| GIVEN PROBLEM |
Would you set down every entry shown below, precisely as written?

Point annotation dataset records
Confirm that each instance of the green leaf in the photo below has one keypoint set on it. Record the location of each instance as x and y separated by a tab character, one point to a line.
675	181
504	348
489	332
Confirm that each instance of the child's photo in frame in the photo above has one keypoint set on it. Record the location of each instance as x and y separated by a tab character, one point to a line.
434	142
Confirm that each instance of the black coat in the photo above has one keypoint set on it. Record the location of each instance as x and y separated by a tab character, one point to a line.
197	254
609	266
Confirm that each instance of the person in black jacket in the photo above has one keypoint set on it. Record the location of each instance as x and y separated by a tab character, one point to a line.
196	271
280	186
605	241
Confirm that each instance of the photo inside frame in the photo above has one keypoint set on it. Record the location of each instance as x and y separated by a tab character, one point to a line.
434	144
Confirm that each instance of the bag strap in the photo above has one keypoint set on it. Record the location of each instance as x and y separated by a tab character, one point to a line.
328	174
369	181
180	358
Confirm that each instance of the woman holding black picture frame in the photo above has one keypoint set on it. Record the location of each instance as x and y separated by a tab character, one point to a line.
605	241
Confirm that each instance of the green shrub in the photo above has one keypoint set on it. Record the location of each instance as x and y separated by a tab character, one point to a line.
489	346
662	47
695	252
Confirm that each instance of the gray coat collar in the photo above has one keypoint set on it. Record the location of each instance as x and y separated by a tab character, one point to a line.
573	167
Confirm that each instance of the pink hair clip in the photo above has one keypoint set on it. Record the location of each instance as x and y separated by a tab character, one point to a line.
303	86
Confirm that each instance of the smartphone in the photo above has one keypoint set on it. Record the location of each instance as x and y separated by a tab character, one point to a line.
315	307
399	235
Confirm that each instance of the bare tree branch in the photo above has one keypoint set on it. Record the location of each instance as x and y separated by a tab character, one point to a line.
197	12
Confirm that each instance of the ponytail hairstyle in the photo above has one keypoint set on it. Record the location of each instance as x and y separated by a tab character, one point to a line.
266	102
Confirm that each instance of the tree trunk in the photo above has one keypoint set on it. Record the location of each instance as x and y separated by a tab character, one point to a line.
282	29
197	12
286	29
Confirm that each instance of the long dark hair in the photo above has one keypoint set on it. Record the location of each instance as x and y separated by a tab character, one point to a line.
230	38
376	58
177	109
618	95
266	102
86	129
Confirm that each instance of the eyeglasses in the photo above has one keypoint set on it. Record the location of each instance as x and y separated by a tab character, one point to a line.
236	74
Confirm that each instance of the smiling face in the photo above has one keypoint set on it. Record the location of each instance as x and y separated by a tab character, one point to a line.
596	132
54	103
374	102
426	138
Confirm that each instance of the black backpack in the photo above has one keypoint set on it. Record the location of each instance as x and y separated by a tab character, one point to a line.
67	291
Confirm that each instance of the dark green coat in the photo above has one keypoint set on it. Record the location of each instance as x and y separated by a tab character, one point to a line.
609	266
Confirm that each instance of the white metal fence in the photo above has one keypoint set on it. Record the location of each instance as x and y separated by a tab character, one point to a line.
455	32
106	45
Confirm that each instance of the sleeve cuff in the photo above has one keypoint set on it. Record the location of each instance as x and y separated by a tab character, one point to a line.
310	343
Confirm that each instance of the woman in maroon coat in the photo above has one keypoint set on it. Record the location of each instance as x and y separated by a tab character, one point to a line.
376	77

| TASK RESULT |
Confirm that each instance of the green leaf in the photo below has one keypoint set on it. Record the location of each instance as x and y separated by a tab character, one point to a line.
675	181
504	348
489	332
Confirm that each instance of the child's photo in frame in the photo above has one keypoint set on it. Record the location of each instance as x and y separated by a tab character, one point to a line.
434	142
Confirm that each instance of the black coat in the photo above has one keypoint set on it. Record the location of each instance as x and y separated by a tab character, one point to a line.
197	254
609	266
Confirm that each instance of the person in black jacket in the photo above has one keypoint set on it. Record the location of each instance as x and y separated by a tab character, one point to a line.
196	271
280	186
605	241
Confirm that each instance of the photo inside frame in the photo above has one keypoint set on it. Record the location of each instance as x and y separated by a tab character, one point to a line.
434	144
Confirm that each instance of the bag strap in the photo above has one keypoint set on it. Record the location of each instance as x and y separated by a tab character, one point to a line.
328	174
369	181
180	358
Confirm that each instance of the woman holding black picture frame in the photo above has one keypoint set on it. Record the location of each instance as x and y separated by a tab character, one point to a line.
605	241
Confirm that each instance of the green shrub in the photo above has one keypoint set on it. Record the location of each instance as x and y separated by a tab character, one point to a line.
489	346
662	47
695	252
Confirm that each instance of the gray coat collar in the photo above has one keypoint set on it. Record the location of each instance as x and y separated by a tab character, one point to a line.
573	167
Confirm that each instance of the pink hair clip in the photo above has one keypoint set on it. Record the location of each instance as x and y separated by a tab character, one point to a line.
303	86
Confirm that each instance of the smartphone in the photo above has one keypoint set on it. Record the location of each instance as x and y separated by a tab character, one point to a line.
315	307
399	235
Confirm that each instance of the bare tree branch in the photo above has one keypoint set on it. Record the location of each instance as x and y separated by a tab character, one point to a line.
197	12
Confirm that each instance of the ponytail hairstyle in the photo above has one keypoint set on it. Record the location of each instance as x and y separated by a tab character, one point to a line.
266	102
Confirm that each instance of the tree trunk in the photo above has one keypoint set on it. Record the location of each instance as x and y separated by a tab character, one point to a line.
282	29
197	12
286	29
Confirm that each instance of the long dark hair in the photo above has one keypoint set on it. Record the location of each instance as x and y separated by a tab character, one point to a line.
230	38
376	58
177	109
618	95
266	102
86	129
Confirm that each instance of the eyeglasses in the photo above has one keypoint set on it. Record the location of each instance as x and y separated by a tab character, one point to a line.
236	74
Confirm that each instance of the smiling face in the photo above has one keypoint set on it. Record the location of each instance as x and y separated by a tab character, one point to a line.
596	132
54	103
374	102
426	138
Confirm that each instance of the black backpack in the photo above has one keypoint set on it. Record the location of each instance as x and y separated by a tab character, one point to a line.
67	291
Confirm that each instance of the dark green coat in the photo above has one keypoint set on it. Record the location of each instance as x and y separated by a tab character, one point to a line.
609	266
Confirm that each instance of the white metal fence in the photo above has one keypoint set on it. Record the location of each instance as x and y separated by a tab character, one point to a line.
455	32
106	45
Confirm that each instance of the sleeve cuff in the photo above has one keypoint set on it. Record the location of each instance as x and y separated by a tab character, one point to a line.
310	343
Confirm that each instance of the woman in maroon coat in the photo above has one keypoint set on it. Record the location of each instance as x and y separated by a tab character, one point to a line.
376	77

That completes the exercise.